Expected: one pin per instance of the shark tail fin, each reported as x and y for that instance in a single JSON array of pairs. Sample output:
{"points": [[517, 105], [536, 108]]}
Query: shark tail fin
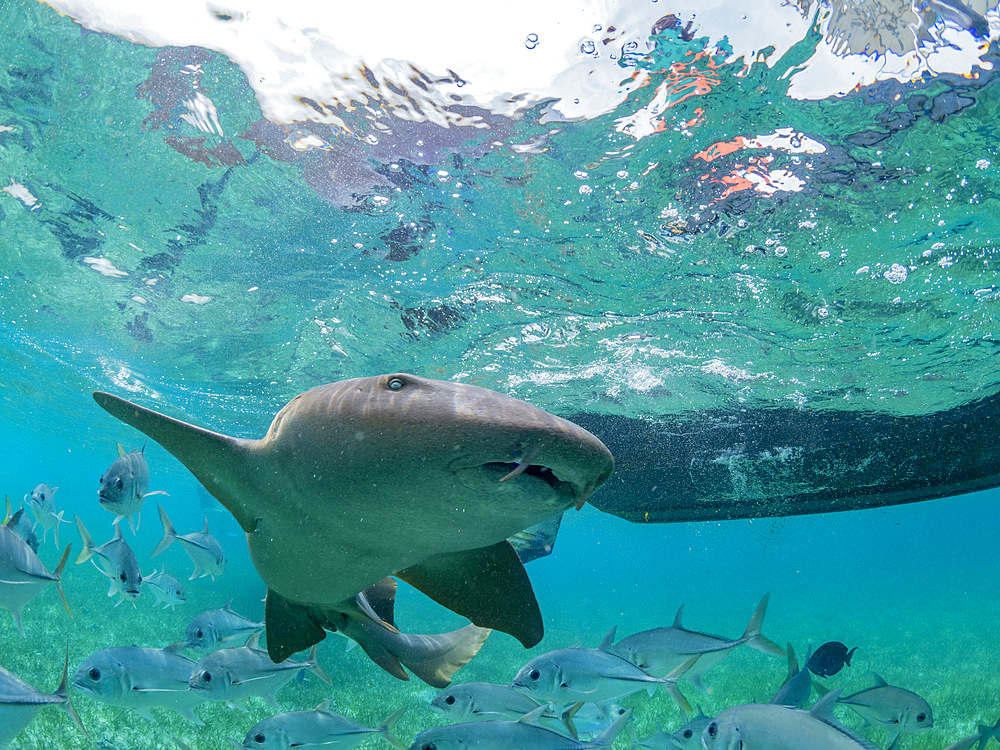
{"points": [[62, 693], [754, 638], [606, 738], [385, 729], [58, 577], [88, 544], [168, 533]]}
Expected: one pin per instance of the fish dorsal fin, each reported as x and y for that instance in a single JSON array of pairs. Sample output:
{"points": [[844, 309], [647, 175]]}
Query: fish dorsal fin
{"points": [[290, 627], [609, 640], [488, 585], [224, 465], [381, 598], [823, 708], [533, 715]]}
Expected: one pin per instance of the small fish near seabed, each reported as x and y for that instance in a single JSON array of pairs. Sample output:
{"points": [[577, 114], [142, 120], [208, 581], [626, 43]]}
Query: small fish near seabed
{"points": [[20, 702], [232, 674], [389, 475], [829, 659], [115, 560], [895, 709], [524, 734], [22, 573], [24, 528], [43, 509], [168, 590], [125, 486], [140, 679], [768, 726], [659, 650], [432, 658], [220, 628], [594, 675], [204, 549], [319, 728]]}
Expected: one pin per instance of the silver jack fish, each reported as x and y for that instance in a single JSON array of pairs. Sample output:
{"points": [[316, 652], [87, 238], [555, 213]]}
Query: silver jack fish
{"points": [[594, 675], [660, 650], [231, 674], [768, 726], [43, 510], [22, 574], [220, 628], [20, 702], [141, 678], [115, 559], [389, 475], [524, 734], [319, 728], [125, 485], [167, 589], [203, 548]]}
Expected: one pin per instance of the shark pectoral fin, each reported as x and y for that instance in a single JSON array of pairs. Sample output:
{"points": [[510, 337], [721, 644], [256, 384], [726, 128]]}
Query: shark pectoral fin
{"points": [[488, 585], [221, 463], [290, 627]]}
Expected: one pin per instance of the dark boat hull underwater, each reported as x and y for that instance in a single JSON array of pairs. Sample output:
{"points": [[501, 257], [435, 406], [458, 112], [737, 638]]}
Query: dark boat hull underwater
{"points": [[786, 461]]}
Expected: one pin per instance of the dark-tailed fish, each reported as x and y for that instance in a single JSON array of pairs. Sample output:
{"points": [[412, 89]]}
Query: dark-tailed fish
{"points": [[660, 650], [592, 675], [231, 674], [220, 628], [22, 574], [768, 726], [432, 658], [829, 659], [319, 728], [125, 485], [43, 510], [203, 548], [23, 527], [168, 590], [114, 559], [390, 475], [524, 734], [797, 687], [140, 679], [892, 708], [20, 702]]}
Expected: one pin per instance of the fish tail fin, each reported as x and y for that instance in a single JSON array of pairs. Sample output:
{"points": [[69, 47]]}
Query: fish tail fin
{"points": [[58, 576], [168, 532], [606, 738], [754, 638], [88, 544], [386, 727], [314, 667], [62, 693]]}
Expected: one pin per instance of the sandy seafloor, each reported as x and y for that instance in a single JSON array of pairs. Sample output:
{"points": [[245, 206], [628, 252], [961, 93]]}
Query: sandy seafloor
{"points": [[913, 587]]}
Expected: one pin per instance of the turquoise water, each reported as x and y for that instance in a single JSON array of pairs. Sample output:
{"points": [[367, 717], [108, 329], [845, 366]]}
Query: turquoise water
{"points": [[564, 261]]}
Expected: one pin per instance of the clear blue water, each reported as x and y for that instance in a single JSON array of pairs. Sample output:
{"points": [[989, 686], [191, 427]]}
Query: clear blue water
{"points": [[647, 295]]}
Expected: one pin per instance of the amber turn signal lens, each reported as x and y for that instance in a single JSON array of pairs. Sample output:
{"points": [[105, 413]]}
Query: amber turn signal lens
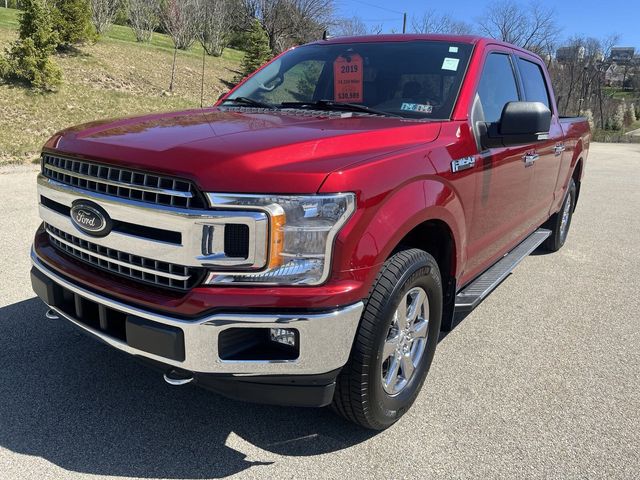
{"points": [[277, 240]]}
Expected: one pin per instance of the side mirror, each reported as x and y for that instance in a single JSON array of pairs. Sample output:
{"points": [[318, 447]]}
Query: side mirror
{"points": [[520, 123]]}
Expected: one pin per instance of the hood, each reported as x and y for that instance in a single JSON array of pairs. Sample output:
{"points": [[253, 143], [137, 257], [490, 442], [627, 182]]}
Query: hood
{"points": [[244, 150]]}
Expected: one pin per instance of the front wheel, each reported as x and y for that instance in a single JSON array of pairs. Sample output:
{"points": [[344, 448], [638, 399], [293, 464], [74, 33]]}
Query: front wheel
{"points": [[395, 342]]}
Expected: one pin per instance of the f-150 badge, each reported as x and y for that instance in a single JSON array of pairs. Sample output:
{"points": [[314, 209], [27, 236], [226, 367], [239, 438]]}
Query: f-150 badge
{"points": [[462, 164]]}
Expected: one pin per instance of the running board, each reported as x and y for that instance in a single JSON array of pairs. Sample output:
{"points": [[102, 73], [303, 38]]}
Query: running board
{"points": [[476, 291]]}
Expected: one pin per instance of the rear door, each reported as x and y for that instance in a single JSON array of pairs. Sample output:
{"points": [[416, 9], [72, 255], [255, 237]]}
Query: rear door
{"points": [[500, 217], [549, 152]]}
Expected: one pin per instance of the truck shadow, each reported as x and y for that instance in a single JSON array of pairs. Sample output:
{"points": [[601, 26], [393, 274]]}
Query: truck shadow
{"points": [[88, 408]]}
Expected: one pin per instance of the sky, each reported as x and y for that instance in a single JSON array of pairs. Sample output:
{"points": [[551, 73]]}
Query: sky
{"points": [[598, 19]]}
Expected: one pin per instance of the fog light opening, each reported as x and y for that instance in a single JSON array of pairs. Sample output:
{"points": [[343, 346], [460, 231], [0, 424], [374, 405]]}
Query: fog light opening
{"points": [[283, 336]]}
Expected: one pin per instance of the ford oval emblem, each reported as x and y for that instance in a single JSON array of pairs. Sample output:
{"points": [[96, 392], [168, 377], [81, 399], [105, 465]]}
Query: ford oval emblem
{"points": [[90, 218]]}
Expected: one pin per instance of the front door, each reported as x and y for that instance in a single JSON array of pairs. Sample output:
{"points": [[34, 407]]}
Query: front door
{"points": [[549, 152], [501, 216]]}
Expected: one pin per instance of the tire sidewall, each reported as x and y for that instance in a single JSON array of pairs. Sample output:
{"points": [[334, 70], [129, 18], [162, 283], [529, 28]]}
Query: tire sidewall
{"points": [[387, 408]]}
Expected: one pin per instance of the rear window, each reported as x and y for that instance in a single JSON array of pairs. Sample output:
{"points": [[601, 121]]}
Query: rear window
{"points": [[414, 79]]}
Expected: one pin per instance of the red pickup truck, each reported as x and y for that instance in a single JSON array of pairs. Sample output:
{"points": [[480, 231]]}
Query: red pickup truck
{"points": [[304, 241]]}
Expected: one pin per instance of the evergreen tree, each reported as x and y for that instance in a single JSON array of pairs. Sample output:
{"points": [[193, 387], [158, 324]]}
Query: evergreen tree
{"points": [[72, 21], [258, 51], [28, 58]]}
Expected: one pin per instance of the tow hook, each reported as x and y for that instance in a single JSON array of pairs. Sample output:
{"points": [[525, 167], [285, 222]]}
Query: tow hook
{"points": [[176, 376]]}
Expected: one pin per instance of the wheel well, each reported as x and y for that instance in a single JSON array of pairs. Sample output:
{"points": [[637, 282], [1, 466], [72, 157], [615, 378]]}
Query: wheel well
{"points": [[577, 175], [434, 237]]}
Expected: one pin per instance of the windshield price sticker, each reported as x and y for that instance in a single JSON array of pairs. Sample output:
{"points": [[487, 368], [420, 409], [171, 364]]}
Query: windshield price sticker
{"points": [[347, 78]]}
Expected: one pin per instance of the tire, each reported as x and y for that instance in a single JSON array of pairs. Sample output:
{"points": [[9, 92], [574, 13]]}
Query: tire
{"points": [[560, 229], [362, 396]]}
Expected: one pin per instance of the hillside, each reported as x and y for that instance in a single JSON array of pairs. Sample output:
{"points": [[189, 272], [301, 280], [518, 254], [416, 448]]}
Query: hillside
{"points": [[114, 77]]}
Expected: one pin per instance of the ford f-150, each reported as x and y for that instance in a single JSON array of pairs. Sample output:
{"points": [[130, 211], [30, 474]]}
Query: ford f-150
{"points": [[305, 240]]}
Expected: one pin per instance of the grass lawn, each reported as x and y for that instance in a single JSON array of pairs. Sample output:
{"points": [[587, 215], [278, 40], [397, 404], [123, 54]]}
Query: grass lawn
{"points": [[113, 78]]}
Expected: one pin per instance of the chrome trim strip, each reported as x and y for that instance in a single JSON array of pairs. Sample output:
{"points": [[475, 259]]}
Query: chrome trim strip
{"points": [[116, 183], [325, 338], [132, 266]]}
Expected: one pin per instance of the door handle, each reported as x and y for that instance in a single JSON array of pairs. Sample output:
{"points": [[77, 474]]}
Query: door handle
{"points": [[530, 158], [558, 149]]}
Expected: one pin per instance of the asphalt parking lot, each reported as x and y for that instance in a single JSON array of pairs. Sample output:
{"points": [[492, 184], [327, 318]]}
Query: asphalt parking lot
{"points": [[541, 381]]}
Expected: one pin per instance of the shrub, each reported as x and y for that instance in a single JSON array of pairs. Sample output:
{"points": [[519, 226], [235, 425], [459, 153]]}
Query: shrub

..............................

### Aim of the exercise
Reproduce word for word the lines starting at the one that contains "Expected: one pin per instance of the shrub, each" and ending with the final line of the material above.

### Answer for this exercise
Expected: one pin per instance of the shrub, each reported as x and y for that instance in a single JSON array of pairs. Sample output:
{"points": [[519, 226], [235, 425], [459, 153]]}
Query: shrub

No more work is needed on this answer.